Excerpt provided —
Content starts

An Op/Ed piece in the 8/4/14 edition of the New York Times...


Adventures in ‘Prior Authorization’
By DANIELLE OFRI

Photo
0804OPEDmenchin-master495.jpg


  • “DEAR Doctor,” the letter from the insurance company began. “We are writing to inform you that a prior authorization is required for the medication you prescribed.”

    That’s usually where I stop reading. Thousands of these letters arrive daily in doctors’ offices across the country. They are attempts by insurance companies to prod doctors away from more expensive treatments and toward less expensive alternatives. To use the pricier option, you need to provide a compelling clinical reason.

    In theory, this is a reasonable way to control costs by making it harder to prescribe costlier medications. In practice, it is a wasteful administrative nightmare, a cavalcade of recurring paperwork, lengthy phone calls and bureaucratic battles.

    One study estimated that on average, prior authorization requests consumed about 20 hours a week per medical practice: one hour of the doctor’s time, nearly six hours of clerical time, plus 13 hours of nurses’ time. Other studies have suggested that prior authorizations could cost individual practices tens of thousands of dollars a year.

    The letter in my hand concerned one of my patients, Mr. V., who suffers from stubborn hypertension. His chart is a veritable tome, documenting the years of effort it took to find the combination of four different blood-pressure medications that controls his hypertension without upsetting hisdiabetes, kidney disease and valvular heart disease or making his life miserable from side effects. We’ve been on stable ground for a few years now, a state neither of us takes for granted.

    But Mr. V. had changed insurance companies, and now one of his medications required a prior authorization. The last thing I wanted was for him to be turned away at his pharmacy and have his blood pressure spiral out of control, so I called right away to sort things out.

    Twenty minutes of phone tree later, I discovered that the problem was that I had exceeded a pill limit for one of his medications. Mr. V. needed to take 90 of those pills each month for the high dosage that his blood pressure required. I patiently explained this to the customer-care representative.

    Equally patiently, she told me that 45 pills a month was the maximum allowed for this particular medication.

    Three more phone trees and three more customer-care representatives later, my patience was flagging. Apparently a request for 90 pills was flummoxing the system. Representative No. 4 asked me to list all the blood-pressure medications that Mr. V. had been on in the past, including dates of initiation and relevant lab values, a request of epic proportions in his case.

    The representative went down her checklist. “Would taking 45 pills per month instead of 90 pills adversely affect Mr. V.’s health?” she asked.

    At first I thought she was joking. “Well,” I replied, “it would probably make his blood pressure shoot up in the second half of the month.”

    She paused, then asked her next question with the encouraging uplift of suggestion. “Has Mr. V. ever tried 45 pills per month instead of 90 pills?”

Content ends

Exercises —
A: In the prior authorization op-ed, what was the maximum number of pills per month allowed for Mr. V.'s medication?
B: Return everything in the prior authorization op-ed from "But Mr. V. had" down to "sort things out.", copied word for word.
C: List every medical condition that the prior authorization op-ed says Mr. V. has.

Given information —
Content starts

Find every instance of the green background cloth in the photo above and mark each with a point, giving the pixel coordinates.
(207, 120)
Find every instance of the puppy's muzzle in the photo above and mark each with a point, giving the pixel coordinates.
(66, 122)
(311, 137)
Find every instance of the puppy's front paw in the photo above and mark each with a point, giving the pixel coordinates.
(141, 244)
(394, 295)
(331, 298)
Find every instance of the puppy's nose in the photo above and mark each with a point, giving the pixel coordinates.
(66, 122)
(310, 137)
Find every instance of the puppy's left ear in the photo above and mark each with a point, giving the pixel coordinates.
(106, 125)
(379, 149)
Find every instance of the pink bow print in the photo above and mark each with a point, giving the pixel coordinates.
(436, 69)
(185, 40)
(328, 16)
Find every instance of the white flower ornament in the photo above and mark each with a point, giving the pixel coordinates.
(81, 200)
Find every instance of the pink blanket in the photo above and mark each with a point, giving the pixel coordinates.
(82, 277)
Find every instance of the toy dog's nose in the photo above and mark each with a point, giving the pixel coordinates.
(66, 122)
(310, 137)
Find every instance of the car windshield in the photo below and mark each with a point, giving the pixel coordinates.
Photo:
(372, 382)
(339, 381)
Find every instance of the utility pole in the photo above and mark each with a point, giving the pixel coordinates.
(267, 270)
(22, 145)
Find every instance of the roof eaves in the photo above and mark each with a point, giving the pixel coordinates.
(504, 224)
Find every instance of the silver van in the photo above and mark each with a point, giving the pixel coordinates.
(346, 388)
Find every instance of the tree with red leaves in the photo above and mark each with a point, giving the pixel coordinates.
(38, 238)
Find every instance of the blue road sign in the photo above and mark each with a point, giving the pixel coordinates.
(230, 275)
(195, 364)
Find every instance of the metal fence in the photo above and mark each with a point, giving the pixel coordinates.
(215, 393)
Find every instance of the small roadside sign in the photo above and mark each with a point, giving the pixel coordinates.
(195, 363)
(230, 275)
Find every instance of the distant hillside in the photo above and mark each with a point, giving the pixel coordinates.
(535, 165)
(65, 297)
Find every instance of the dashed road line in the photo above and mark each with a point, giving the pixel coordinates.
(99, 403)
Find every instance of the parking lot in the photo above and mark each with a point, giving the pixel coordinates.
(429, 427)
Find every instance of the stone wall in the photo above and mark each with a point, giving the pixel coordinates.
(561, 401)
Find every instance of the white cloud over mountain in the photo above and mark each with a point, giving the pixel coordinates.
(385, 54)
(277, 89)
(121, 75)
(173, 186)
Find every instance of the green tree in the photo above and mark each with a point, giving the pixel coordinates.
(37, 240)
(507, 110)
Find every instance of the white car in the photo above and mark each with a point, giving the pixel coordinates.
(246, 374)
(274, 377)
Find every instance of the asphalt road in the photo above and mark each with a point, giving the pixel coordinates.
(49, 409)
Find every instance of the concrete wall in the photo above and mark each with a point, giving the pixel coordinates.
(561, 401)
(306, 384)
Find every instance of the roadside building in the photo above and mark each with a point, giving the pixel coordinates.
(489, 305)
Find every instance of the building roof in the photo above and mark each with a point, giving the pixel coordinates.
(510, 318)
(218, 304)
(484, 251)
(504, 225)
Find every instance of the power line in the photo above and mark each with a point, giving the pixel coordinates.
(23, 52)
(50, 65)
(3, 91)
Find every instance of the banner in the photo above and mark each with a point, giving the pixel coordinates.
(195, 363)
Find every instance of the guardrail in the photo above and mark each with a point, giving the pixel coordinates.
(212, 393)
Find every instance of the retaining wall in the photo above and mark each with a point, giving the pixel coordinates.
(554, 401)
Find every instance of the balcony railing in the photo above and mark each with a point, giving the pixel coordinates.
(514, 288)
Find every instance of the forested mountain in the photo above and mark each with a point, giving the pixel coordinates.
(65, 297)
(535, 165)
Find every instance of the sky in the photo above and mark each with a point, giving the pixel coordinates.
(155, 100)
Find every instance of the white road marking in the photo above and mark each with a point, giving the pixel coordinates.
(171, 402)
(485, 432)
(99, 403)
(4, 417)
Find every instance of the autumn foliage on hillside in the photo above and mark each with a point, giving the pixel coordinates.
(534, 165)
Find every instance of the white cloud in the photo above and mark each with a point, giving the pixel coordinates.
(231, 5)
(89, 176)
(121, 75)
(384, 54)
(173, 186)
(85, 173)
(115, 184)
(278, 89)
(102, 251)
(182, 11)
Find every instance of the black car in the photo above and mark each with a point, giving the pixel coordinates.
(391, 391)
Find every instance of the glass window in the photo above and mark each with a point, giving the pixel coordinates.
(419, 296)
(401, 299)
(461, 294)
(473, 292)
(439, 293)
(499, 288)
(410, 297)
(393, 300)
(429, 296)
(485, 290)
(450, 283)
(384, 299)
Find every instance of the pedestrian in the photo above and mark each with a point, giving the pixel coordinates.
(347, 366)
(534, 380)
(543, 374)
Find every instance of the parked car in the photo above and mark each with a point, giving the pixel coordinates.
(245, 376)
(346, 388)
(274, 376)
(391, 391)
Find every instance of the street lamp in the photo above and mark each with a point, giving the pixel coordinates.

Content ends

Answers provided —
A: 45 pills a month

B:
But Mr. V. had changed insurance companies, and now one of his medications required a prior authorization. The last thing I wanted was for him to be turned away at his pharmacy and have his blood pressure spiral out of control, so I called right away to sort things out.

C: Hypertension, diabetes, kidney disease, valvular heart disease